## Raw data

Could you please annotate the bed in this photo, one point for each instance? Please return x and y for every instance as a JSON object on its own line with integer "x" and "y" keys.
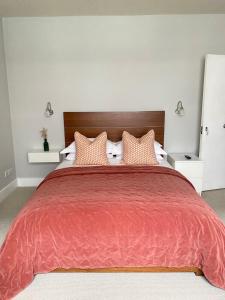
{"x": 113, "y": 218}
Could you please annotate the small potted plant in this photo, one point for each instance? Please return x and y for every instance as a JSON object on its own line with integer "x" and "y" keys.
{"x": 44, "y": 135}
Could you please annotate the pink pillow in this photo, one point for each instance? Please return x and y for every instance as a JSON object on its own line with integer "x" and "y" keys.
{"x": 139, "y": 151}
{"x": 91, "y": 152}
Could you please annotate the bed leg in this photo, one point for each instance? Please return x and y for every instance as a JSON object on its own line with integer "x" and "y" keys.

## Task to complete
Could you output every record above exactly as written, leaving out the pictures?

## Written answer
Could you please annotate the bed in this photo, one point for each instance? Please return x and y for every instance as a JSON object on its own line with integer "x" and "y" keys.
{"x": 113, "y": 218}
Could you please annotate the small potted plant in this photo, one point for each instance? Please return x and y for every instance as a JSON object on its own line with integer "x" and "y" keys.
{"x": 44, "y": 135}
Could you please annotate the pink pillow in this photo, one point for each instance? Please return x and y for every instance as a JSON object on its own line with integer "x" and "y" keys.
{"x": 139, "y": 151}
{"x": 91, "y": 152}
Could you please annotate the bed leg in this photo, one point for each instance? Please return x and y for every instance as a JSON object on its own line with integer "x" and "y" keys.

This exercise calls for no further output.